→ Task requirements: Report each line below that contains the word "post", copying every such line in full.

※

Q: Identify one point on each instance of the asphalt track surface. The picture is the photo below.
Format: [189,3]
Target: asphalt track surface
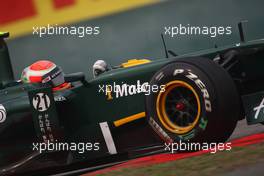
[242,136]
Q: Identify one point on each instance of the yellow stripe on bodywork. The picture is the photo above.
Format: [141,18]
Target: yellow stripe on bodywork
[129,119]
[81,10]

※

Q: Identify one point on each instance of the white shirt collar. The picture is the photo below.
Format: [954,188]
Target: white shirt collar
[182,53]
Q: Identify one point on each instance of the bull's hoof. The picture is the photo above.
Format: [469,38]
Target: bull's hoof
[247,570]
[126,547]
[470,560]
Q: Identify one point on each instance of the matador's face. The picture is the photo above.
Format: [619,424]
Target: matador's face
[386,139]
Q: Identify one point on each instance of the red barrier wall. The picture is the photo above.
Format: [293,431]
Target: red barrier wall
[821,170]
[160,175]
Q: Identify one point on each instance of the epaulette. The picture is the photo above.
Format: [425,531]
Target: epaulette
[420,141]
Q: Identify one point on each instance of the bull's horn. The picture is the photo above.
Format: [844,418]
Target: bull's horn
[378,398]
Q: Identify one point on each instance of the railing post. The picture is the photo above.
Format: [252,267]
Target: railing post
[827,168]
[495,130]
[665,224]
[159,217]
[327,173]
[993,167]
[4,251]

※

→ Exercise answer:
Q: Identify one point on each instance of the railing post. The picture is the photo above.
Target: railing post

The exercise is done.